## Texto de origem
(Por Política & Resenha)
O Brasil vive entrincheirado. Passamos os últimos anos cavando fossos ideológicos tão profundos que nos esquecemos de olhar para além de nossas próprias fronteiras. Celebramos as derrotas de nossos adversários internos com mais fervor do que as vitórias de nossa própria nação. Mas a história, com sua ironia cruel, nos apresenta agora um teste de caráter, um momento da verdade que não permite hesitação: uma potência estrangeira resolveu interferir em nossos assuntos, e a nossa resposta a isso definirá o que realmente somos.
A recente onda de ações hostis dos Estados Unidos contra o Brasil – seja através de tarifas comerciais punitivas ou da humilhante seletividade ao cancelar vistos de ministros de nossa Suprema Corte – não é um debate de ideias. É um ato de poder. É uma nação estrangeira tentando ditar as regras dentro da nossa casa, sinalizando quais de nossos juízes são “aceitáveis” e quais não são. Isso tem um nome: atentado à soberania.
E é neste exato ponto que as trincheiras ideológicas deveriam desmoronar.
Neste momento, a sua filiação partidária é irrelevante. Sua preferência por este ou aquele modelo econômico é um detalhe. Se você aplaudiu ou vaiou o presidente na última eleição, é uma nota de rodapé. A única pergunta que importa, a linha que separa os estadistas dos traidores, é: de que lado da fronteira está a sua lealdade?
Ver esta crise através de uma lente de direita vs. esquerda é a maior de todas as armadilhas. Alegrar-se com a pressão externa porque ela atinge um adversário político interno não é uma jogada de xadrez inteligente; é serrar o galho em que todos nós estamos sentados. É comemorar um incêndio na casa do vizinho, esquecendo que o fogo se alastra e que a aldeia inteira é nossa.

## Requisitos da tarefa
No texto sobre a soberania brasileira, reescreva o trecho que se inicia com as palavras "A recente onda" e se encerra com "a sua lealdade?", substituindo "juízes" por "magistrados".

[Entradas de dados salvas]
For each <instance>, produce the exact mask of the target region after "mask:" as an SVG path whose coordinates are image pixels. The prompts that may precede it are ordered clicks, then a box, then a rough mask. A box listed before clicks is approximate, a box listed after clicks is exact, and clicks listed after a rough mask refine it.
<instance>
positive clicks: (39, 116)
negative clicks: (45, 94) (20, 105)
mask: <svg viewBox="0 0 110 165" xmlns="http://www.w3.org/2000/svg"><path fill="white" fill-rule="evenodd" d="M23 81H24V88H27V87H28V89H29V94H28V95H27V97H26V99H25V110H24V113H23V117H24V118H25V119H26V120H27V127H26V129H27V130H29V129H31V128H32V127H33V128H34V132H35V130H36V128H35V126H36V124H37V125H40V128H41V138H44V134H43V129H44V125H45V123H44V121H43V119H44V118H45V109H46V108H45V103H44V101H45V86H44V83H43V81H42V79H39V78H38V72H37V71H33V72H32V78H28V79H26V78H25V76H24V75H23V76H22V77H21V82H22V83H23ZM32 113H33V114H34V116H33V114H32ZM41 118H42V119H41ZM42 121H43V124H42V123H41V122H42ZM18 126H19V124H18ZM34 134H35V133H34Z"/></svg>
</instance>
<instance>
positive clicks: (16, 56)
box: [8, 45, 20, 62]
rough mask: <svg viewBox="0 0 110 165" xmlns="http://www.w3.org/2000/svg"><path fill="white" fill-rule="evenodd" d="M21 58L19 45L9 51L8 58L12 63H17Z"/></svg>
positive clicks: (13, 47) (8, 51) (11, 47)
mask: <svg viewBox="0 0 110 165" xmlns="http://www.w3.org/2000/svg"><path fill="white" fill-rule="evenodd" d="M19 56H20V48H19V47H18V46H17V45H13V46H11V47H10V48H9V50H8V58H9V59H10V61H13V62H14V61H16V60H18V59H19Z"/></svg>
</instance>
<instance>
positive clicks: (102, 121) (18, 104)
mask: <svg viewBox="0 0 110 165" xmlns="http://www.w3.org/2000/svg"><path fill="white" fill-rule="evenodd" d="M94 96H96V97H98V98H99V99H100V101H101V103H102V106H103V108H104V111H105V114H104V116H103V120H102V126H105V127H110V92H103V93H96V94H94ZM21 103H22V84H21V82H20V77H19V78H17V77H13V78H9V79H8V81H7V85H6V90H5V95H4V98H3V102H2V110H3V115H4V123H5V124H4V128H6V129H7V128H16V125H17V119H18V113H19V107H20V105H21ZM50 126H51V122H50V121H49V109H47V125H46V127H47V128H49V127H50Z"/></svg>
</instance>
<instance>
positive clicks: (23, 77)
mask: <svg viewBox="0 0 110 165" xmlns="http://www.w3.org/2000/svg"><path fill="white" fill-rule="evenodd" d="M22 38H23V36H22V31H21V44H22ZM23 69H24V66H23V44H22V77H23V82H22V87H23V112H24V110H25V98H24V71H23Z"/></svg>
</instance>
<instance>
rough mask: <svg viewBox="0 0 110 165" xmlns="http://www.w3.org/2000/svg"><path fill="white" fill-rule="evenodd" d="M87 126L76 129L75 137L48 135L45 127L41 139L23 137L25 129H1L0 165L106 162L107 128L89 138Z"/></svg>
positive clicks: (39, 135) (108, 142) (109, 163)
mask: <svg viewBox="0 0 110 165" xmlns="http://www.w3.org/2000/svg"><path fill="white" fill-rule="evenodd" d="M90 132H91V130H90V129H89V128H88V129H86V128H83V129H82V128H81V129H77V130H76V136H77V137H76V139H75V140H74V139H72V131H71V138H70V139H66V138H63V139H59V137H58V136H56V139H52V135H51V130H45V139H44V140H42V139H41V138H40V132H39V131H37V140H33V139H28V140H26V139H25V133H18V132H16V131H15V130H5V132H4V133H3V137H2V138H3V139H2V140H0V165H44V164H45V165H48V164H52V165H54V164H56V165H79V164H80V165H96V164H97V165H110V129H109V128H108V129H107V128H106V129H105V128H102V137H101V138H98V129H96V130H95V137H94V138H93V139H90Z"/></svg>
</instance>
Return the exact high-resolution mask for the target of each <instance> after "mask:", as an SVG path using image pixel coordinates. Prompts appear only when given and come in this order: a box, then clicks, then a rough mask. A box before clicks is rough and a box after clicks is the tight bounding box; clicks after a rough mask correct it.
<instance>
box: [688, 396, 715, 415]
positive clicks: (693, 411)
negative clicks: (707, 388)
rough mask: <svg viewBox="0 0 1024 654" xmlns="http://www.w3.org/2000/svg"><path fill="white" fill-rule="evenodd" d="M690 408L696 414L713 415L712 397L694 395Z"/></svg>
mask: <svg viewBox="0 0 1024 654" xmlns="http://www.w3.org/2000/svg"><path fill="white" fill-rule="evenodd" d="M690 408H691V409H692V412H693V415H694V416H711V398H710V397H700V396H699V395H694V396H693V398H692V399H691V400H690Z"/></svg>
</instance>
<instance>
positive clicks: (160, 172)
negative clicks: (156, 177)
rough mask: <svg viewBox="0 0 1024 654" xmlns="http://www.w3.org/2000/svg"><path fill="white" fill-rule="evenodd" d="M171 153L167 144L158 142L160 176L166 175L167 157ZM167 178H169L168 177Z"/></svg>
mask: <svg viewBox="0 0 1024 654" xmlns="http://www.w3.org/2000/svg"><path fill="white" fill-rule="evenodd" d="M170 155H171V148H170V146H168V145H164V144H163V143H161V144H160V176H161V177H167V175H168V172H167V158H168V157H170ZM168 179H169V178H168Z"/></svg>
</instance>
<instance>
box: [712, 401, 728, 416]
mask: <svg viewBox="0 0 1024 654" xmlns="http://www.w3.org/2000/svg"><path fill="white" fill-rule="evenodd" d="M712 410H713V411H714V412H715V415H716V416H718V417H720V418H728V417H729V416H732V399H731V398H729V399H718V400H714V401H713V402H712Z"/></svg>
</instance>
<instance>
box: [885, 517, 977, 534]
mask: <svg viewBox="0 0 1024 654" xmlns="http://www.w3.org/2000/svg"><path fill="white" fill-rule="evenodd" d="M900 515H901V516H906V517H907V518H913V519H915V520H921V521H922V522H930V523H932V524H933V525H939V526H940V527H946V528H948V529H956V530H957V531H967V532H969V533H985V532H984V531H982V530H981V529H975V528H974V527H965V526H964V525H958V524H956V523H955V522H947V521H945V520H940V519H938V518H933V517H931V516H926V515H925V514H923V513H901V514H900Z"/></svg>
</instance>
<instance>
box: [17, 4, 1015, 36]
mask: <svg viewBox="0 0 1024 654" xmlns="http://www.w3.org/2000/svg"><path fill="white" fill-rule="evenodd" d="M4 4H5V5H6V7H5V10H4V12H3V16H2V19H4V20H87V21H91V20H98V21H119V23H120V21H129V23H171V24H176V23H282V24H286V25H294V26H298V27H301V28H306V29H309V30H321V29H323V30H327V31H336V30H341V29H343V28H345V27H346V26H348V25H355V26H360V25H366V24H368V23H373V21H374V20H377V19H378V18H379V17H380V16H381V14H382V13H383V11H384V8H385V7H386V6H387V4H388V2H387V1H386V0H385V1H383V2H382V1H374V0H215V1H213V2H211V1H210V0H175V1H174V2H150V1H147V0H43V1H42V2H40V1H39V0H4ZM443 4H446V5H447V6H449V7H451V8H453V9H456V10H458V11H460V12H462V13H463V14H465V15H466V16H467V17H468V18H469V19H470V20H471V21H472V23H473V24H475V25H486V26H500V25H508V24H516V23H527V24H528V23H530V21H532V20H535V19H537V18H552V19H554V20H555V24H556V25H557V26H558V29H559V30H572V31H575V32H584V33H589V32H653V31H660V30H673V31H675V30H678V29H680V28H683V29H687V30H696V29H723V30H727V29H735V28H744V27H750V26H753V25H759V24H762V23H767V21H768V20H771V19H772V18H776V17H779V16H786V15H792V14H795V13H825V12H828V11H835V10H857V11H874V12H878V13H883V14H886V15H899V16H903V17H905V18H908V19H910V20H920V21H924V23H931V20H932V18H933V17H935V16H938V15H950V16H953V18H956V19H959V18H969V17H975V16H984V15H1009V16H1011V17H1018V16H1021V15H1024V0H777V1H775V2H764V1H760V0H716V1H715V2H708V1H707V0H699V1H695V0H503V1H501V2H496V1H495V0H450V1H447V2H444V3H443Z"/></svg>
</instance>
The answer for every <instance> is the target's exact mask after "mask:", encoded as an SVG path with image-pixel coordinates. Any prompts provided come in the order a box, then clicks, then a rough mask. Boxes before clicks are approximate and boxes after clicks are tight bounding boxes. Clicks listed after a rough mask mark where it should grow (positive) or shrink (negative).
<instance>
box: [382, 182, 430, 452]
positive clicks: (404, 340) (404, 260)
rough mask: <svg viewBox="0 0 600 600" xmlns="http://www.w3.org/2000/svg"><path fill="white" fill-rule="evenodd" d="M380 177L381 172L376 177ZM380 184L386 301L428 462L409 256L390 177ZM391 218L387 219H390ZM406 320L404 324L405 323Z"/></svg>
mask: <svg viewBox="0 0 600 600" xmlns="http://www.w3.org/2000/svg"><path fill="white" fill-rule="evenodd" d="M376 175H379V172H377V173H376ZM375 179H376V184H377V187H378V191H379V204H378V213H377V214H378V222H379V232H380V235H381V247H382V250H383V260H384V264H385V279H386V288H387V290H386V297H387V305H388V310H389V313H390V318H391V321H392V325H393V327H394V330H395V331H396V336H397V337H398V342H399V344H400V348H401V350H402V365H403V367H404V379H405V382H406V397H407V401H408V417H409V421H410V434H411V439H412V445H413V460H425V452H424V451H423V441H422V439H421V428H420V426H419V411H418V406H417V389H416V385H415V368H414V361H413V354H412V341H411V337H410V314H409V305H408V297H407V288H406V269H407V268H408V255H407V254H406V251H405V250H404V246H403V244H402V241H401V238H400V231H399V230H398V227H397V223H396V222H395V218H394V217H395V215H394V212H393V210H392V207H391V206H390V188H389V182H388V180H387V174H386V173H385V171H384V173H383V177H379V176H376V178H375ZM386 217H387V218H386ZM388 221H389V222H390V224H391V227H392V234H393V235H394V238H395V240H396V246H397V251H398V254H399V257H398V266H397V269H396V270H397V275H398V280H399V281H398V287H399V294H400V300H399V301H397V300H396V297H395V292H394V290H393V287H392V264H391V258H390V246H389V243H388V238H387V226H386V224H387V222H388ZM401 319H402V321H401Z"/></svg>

## Sua solução
A recente onda de ações hostis dos Estados Unidos contra o Brasil – seja através de tarifas comerciais punitivas ou da humilhante seletividade ao cancelar vistos de ministros de nossa Suprema Corte – não é um debate de ideias. É um ato de poder. É uma nação estrangeira tentando ditar as regras dentro da nossa casa, sinalizando quais de nossos magistrados são “aceitáveis” e quais não são. Isso tem um nome: atentado à soberania.
E é neste exato ponto que as trincheiras ideológicas deveriam desmoronar.
Neste momento, a sua filiação partidária é irrelevante. Sua preferência por este ou aquele modelo econômico é um detalhe. Se você aplaudiu ou vaiou o presidente na última eleição, é uma nota de rodapé. A única pergunta que importa, a linha que separa os estadistas dos traidores, é: de que lado da fronteira está a sua lealdade?